Work to complete: Starting at the line that contains "Would you be able to tag each instance of the green", copy each line through the final one exactly as written.

Coordinate annotation entries
+---+

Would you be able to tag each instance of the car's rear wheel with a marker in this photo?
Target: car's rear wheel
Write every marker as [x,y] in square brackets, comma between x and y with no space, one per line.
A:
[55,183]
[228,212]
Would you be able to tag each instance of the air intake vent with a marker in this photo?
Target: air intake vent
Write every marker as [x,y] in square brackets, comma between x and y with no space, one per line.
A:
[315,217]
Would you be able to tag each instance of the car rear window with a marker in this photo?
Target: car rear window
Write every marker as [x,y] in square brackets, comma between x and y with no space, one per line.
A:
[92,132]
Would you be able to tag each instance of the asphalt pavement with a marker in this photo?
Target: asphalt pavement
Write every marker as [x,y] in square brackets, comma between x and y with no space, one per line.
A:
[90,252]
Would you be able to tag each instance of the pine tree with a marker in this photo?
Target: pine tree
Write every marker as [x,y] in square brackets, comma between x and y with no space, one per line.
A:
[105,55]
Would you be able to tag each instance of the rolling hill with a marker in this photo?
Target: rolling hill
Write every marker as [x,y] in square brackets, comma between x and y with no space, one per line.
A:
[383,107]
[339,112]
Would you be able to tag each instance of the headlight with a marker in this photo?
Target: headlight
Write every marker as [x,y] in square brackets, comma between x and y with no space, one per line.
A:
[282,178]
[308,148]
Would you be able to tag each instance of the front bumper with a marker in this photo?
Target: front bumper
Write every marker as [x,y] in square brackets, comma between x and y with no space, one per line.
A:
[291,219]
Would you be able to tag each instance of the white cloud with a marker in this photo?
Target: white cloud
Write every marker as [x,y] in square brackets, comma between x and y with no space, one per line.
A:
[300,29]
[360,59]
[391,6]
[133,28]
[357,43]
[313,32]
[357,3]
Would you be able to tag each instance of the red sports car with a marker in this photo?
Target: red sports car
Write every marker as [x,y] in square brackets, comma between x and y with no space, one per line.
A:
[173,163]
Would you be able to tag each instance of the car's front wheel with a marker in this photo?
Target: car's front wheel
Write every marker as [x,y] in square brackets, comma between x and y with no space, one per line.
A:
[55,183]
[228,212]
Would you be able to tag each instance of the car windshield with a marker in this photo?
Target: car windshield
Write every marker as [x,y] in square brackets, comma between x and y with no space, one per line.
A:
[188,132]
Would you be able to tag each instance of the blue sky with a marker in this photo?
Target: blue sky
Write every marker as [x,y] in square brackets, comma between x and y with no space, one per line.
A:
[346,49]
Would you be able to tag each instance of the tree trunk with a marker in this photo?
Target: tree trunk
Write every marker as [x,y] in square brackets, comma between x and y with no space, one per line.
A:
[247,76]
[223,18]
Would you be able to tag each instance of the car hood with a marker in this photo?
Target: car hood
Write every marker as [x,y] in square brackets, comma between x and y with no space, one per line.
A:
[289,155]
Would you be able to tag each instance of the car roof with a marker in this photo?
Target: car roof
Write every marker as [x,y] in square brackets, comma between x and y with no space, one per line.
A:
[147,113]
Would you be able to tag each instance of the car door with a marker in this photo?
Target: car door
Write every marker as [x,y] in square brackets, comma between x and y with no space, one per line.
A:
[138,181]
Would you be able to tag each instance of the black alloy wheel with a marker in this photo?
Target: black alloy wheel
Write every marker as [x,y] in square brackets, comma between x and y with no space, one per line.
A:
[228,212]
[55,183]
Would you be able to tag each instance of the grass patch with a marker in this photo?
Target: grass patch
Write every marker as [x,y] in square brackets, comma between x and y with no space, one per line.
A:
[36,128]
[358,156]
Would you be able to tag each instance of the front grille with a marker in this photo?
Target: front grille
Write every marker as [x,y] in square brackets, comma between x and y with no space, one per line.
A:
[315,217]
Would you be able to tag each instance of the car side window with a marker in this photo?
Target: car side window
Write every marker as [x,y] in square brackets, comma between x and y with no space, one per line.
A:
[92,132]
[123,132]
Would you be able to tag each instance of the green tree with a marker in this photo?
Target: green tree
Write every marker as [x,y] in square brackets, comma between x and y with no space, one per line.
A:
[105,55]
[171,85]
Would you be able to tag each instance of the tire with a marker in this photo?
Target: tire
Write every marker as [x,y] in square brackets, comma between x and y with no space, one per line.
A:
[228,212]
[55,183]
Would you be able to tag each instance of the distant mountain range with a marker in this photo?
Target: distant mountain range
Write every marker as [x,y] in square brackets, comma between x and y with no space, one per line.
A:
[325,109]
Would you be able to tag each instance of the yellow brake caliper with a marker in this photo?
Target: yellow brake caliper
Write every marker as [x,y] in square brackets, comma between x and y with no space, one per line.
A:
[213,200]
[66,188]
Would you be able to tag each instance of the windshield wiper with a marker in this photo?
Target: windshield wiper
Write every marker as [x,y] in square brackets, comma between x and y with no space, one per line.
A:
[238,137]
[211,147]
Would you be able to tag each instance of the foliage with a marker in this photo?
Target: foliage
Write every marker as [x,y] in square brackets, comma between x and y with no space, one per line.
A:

+---+

Output:
Would you be able to tag each instance of the green tree with a marker in this photo?
Target: green tree
Write every marker as [x,y] in square brackets, comma between x and y with no space, one per line.
A:
[105,55]
[171,85]
Would you be able to tag each instance of the tire with a marker in this photo?
Target: tire
Write every marker as [x,y] in square brackets, comma between x and y with no space, one per line.
A:
[228,212]
[55,183]
Would you be able to tag each instance of the distant mountain range with a marker in this photo?
Target: distant mountain range
Write every marker as [x,y] in square brackets, comma between x and y with no space, one per line.
A:
[325,109]
Would you be able to tag each instance of the yellow brake caliper with a marker in this photo?
Target: yellow brake caliper
Write every marker as [x,y] in square brackets, comma between x and y with no space, one per line.
A:
[213,200]
[66,188]
Would you be able to tag each instance of the windshield wiper with a marker in this photo?
Target: windshield wiper
Write every marker as [x,y] in square brackets, comma between x and y with no space, one per line.
A:
[238,137]
[211,147]
Would you be able to tag each instance of the foliage with a marker in this photo?
Target: foliage
Write every marker as [x,y] in square brackets, comma between x and y with no space, one per line.
A:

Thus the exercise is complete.